◆ Activity
Taking the line that contains "Where can the marble" as the first, copy each line exactly up to and including the last line below.

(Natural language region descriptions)

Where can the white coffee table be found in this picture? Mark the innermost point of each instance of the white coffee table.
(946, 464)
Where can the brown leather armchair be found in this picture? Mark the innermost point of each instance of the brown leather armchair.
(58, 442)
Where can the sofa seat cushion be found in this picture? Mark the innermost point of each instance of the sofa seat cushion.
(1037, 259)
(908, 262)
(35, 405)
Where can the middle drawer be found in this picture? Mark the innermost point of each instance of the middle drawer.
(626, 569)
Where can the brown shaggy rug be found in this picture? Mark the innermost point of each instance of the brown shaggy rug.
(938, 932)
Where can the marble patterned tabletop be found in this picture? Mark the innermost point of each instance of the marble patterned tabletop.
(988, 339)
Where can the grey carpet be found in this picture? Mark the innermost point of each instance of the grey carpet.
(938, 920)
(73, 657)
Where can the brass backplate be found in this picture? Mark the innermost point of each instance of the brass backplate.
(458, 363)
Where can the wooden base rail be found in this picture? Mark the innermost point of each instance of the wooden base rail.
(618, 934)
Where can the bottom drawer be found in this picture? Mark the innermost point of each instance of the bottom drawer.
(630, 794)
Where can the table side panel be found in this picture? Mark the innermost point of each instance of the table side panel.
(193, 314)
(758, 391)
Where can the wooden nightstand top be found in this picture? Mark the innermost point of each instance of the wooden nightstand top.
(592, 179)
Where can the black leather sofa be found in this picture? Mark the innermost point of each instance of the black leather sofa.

◆ Your solution
Where can the marble patterned tabletop be found in this picture? Mark the innermost point of each instance of the marble patterned tabletop.
(988, 339)
Where can the grey carpet be found in this picture? Mark the innermost point of each instance of the grey carpet.
(938, 920)
(73, 657)
Where can the brass backplate be found in this picture? Mark the innermost point of each instance of the brass backplate.
(458, 363)
Where can the wooden base rail be found in this picture? Mark the innermost point of each instance of the wooden base rail.
(618, 934)
Where can the bottom drawer be found in this picture? Mark the innermost point of each instance of the bottom drawer.
(630, 794)
Where can the table side panel be found in this picture? Mark the innermost point of each instance of the table side panel.
(193, 314)
(758, 391)
Where can the wooden nightstand top be found in this picture? Mark the innermost point of each instance of the wooden nightstand top.
(592, 179)
Where can the black leather sofa be found in this picture? Mark the innermost point of each instance of the black leather sofa.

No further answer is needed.